=== Your objective ===
Which lines below contain the word "positive", with case counting? Display each of those lines in full.

------------------------------------------------------------------------

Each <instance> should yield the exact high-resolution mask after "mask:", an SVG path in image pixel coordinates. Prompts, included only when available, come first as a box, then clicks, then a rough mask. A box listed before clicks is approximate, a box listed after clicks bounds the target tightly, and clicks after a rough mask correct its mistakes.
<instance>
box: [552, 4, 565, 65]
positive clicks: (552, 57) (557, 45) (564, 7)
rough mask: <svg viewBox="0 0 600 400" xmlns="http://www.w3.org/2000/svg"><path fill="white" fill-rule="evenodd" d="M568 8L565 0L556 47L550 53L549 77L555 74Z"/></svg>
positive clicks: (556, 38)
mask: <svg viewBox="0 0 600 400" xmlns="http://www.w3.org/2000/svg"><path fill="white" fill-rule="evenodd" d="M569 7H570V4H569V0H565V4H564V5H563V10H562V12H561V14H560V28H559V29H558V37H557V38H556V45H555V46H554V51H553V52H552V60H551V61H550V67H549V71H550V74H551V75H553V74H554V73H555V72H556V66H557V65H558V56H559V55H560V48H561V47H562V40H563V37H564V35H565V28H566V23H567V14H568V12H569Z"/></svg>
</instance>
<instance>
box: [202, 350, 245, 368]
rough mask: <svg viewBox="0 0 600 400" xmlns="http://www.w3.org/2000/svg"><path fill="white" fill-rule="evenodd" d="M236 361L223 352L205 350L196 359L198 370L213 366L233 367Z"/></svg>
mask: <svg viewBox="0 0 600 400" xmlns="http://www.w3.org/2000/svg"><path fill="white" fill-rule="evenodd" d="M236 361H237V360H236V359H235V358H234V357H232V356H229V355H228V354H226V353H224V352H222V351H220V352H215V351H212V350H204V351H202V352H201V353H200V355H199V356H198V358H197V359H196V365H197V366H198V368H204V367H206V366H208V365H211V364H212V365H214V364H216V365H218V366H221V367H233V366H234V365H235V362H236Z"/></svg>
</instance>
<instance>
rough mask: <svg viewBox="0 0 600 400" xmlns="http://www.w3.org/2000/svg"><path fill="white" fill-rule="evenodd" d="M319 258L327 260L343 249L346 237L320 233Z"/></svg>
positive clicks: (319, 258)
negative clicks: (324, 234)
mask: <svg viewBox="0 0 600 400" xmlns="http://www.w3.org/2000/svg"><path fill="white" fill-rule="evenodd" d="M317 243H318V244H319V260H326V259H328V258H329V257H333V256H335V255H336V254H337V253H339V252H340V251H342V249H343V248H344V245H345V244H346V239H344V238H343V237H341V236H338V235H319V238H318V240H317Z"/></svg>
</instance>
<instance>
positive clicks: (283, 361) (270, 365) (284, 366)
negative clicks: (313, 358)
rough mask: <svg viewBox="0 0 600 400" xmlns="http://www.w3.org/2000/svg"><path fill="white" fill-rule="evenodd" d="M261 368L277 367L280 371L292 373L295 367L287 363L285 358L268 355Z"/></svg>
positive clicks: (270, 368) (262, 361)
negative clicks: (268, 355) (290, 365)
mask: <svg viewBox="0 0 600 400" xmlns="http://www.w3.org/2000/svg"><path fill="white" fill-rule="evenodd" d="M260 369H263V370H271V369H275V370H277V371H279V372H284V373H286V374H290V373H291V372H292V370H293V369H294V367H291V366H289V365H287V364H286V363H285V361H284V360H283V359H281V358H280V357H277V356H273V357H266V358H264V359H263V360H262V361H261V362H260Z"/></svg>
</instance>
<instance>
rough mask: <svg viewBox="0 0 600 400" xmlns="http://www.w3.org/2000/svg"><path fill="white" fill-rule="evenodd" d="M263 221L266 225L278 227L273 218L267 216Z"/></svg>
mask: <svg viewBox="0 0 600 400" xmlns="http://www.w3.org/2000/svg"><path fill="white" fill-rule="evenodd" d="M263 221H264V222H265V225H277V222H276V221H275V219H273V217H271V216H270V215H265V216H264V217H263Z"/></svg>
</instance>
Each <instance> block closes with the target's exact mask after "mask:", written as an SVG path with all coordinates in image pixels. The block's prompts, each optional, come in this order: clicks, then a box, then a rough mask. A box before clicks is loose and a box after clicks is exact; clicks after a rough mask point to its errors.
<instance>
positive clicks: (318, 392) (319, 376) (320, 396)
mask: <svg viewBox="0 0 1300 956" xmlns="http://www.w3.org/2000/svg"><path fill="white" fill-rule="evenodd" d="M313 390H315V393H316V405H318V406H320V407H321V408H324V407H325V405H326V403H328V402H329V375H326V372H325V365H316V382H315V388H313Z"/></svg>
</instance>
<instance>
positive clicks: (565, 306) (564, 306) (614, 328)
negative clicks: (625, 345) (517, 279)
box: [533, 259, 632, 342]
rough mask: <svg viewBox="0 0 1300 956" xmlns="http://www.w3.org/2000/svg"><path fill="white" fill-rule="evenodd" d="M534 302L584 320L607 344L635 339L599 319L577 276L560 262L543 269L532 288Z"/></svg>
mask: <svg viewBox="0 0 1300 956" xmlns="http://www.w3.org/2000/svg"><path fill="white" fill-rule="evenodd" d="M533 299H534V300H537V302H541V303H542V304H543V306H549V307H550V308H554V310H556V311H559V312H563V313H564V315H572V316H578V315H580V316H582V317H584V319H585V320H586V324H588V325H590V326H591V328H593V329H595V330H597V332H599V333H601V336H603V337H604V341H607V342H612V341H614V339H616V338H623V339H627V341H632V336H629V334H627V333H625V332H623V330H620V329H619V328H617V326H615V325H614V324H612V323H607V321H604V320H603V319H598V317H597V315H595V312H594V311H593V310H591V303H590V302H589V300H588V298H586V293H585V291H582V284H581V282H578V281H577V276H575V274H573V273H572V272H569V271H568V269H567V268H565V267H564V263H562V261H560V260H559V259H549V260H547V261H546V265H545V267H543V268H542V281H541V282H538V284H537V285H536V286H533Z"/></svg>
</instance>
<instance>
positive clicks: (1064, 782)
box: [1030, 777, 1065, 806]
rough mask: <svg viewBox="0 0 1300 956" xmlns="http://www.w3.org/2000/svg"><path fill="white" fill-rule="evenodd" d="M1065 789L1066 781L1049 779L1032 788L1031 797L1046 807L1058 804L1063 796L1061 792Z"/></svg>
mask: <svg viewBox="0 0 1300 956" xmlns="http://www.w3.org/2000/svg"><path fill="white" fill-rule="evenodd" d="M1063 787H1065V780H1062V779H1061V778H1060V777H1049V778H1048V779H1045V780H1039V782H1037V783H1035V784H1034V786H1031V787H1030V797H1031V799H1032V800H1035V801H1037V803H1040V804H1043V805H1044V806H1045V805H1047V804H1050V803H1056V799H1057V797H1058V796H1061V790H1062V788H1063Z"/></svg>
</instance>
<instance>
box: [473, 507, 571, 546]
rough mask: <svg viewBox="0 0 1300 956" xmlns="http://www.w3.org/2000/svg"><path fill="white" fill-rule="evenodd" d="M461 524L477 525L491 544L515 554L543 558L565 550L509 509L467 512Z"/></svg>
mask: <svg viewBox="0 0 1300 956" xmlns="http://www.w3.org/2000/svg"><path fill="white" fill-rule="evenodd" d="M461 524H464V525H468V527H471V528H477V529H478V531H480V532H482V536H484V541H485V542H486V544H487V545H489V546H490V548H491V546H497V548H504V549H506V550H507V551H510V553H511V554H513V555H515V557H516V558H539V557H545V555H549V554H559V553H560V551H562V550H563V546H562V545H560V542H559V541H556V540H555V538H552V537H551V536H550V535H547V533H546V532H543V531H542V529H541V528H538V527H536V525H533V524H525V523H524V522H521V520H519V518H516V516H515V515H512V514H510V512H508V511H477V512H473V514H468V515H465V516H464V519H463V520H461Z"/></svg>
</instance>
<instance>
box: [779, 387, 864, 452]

------------------------------------------------------------------------

=== Written solution ===
positive clicks: (552, 57) (557, 45) (564, 7)
positive clicks: (556, 38)
positive clicks: (319, 258)
positive clicks: (283, 361) (270, 365) (284, 366)
positive clicks: (270, 368) (262, 361)
positive clicks: (318, 392) (319, 376) (320, 396)
positive clicks: (565, 306) (564, 306) (614, 328)
positive clicks: (1064, 782)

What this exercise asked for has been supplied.